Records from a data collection

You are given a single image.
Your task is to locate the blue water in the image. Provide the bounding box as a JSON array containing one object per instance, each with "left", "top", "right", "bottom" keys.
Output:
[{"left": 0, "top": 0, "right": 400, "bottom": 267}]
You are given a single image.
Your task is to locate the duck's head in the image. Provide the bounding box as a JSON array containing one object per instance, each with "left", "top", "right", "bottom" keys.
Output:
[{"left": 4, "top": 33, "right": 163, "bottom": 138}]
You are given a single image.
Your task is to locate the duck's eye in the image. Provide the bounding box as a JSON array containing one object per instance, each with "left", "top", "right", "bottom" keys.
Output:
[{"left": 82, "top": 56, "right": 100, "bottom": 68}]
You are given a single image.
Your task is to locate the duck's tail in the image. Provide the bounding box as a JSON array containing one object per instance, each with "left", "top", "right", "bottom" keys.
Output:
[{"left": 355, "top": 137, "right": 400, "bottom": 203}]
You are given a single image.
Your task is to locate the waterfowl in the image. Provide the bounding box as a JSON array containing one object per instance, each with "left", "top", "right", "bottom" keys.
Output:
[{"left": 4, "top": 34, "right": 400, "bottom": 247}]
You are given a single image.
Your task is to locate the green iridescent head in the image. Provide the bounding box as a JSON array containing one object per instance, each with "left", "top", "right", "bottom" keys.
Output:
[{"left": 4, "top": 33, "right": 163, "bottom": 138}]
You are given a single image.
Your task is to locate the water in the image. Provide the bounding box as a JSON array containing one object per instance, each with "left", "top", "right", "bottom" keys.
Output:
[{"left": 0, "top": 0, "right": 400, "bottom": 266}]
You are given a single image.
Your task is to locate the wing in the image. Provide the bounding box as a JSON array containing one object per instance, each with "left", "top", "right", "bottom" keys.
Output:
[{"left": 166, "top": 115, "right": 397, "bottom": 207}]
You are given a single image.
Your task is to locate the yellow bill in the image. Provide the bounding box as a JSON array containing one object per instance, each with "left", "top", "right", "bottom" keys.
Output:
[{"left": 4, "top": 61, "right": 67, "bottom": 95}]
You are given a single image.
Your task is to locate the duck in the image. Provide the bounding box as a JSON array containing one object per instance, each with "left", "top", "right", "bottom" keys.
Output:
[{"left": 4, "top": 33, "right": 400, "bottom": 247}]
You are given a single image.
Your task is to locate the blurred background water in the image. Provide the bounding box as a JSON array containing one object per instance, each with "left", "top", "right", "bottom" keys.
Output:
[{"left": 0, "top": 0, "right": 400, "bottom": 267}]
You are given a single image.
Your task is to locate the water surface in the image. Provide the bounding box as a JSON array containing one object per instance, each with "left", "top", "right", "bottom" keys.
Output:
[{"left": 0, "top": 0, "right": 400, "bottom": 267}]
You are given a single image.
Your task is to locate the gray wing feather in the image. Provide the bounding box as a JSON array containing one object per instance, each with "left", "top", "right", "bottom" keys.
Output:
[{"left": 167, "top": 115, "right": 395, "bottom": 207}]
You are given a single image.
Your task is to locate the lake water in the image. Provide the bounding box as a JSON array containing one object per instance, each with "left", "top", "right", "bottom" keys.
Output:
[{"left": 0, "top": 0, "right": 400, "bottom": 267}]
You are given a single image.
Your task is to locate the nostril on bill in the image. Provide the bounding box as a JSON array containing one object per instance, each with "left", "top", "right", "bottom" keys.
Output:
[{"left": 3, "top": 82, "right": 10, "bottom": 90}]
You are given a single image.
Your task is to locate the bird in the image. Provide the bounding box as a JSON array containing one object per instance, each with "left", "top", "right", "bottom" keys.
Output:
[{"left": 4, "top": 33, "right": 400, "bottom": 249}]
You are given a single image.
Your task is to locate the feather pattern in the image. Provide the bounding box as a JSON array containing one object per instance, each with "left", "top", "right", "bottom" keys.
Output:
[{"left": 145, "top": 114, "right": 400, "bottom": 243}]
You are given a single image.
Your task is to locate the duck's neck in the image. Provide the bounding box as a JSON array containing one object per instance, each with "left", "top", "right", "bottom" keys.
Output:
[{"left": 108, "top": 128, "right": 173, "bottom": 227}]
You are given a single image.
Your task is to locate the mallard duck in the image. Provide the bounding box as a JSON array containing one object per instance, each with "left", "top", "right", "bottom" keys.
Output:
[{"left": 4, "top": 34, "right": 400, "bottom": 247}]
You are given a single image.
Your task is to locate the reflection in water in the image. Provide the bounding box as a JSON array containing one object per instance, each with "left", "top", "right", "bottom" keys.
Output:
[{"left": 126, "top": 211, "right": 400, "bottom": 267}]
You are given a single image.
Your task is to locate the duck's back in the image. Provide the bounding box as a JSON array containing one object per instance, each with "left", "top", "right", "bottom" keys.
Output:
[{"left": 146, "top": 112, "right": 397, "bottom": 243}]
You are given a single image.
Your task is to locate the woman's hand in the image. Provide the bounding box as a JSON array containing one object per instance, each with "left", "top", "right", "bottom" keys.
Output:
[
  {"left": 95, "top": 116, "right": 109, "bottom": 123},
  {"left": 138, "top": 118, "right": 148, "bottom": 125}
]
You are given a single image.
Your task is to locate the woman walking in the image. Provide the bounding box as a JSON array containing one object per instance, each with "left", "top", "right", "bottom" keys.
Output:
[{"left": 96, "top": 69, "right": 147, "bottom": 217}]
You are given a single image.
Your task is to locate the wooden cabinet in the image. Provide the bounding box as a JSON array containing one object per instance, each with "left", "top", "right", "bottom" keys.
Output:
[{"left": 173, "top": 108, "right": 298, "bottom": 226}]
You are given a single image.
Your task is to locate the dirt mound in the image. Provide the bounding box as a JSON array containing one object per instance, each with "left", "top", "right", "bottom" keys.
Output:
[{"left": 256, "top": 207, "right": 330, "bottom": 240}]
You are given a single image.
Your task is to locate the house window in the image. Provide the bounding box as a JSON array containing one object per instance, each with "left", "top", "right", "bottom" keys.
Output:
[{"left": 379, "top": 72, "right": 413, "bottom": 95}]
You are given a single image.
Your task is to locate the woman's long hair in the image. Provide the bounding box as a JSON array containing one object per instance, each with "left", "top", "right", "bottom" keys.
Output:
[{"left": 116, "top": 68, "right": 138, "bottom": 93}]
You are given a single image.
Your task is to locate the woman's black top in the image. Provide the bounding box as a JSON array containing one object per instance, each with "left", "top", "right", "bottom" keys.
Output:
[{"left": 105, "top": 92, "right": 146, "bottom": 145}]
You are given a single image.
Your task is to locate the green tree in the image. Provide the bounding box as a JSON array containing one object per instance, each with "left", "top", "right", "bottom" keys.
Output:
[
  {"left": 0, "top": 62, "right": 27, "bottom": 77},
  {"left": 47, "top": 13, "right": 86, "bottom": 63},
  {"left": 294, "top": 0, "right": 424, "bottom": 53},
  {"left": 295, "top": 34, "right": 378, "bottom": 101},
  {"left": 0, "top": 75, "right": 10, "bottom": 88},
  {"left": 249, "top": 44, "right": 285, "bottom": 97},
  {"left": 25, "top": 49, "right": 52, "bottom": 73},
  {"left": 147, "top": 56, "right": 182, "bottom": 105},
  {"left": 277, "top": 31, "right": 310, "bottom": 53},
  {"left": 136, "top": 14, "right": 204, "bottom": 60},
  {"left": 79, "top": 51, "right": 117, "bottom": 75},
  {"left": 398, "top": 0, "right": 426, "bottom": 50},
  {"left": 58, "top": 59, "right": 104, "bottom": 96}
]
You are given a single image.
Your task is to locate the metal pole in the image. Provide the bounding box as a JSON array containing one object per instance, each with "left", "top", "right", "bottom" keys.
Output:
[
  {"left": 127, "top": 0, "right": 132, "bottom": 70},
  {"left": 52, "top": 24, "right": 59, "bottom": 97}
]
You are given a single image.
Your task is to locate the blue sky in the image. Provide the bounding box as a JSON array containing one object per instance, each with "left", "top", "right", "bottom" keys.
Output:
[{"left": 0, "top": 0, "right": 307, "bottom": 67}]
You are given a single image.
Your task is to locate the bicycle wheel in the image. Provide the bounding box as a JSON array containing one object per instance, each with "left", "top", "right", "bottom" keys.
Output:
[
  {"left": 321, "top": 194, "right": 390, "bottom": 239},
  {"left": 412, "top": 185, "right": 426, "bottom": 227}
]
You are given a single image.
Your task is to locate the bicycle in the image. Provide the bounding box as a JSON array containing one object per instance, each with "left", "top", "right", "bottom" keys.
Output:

> _Stated task_: Return every line of the material above that contains the word "feather".

> _Exercise solution_:
Your task is to locate the gray wing feather in the image. Provide the bounding box as a JSON array containing one object per instance, each with "left", "top", "right", "bottom" keys.
Your task is to locate the feather pattern in the image. Provide the bounding box as a JSON array containing one object per instance, each with "left", "top", "right", "bottom" keys.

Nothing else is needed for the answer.